> DATA PROVIDED:

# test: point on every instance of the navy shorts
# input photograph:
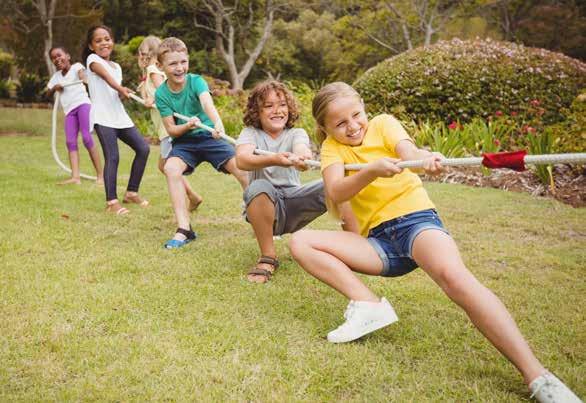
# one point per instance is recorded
(195, 150)
(393, 240)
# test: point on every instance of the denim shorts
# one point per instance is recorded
(166, 146)
(195, 150)
(393, 240)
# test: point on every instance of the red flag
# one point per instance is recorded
(513, 160)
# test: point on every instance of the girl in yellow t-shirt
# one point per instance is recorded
(153, 77)
(399, 231)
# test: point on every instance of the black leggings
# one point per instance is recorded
(108, 139)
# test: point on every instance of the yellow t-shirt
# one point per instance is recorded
(150, 89)
(384, 198)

> DIRECTIONS FOR THIS TASK:
Rewrite the whole listing above line by line, multiplying every point coordinate by 1.55 and rounding each result to a whole number, with halves rounded up. Leave the picture out of your version.

> ANSWER TO THIS TASK:
# test: point on every instance of the navy shorts
# input photograph:
# one point per instance is recorded
(302, 233)
(609, 372)
# test: point on every instance of the denim shorts
# one point per instance is recorded
(257, 226)
(302, 233)
(609, 372)
# test: point on every instance of the red flag
# one point per instance is recorded
(795, 248)
# test: point on every instance of the girl in yellow t-shirt
# one point per instance is recorded
(237, 119)
(618, 358)
# test: point on every instance of the black leggings
# one point per instance is recorded
(167, 215)
# test: point on every instance of the yellow t-shirt
# one point per instance is recorded
(233, 138)
(595, 307)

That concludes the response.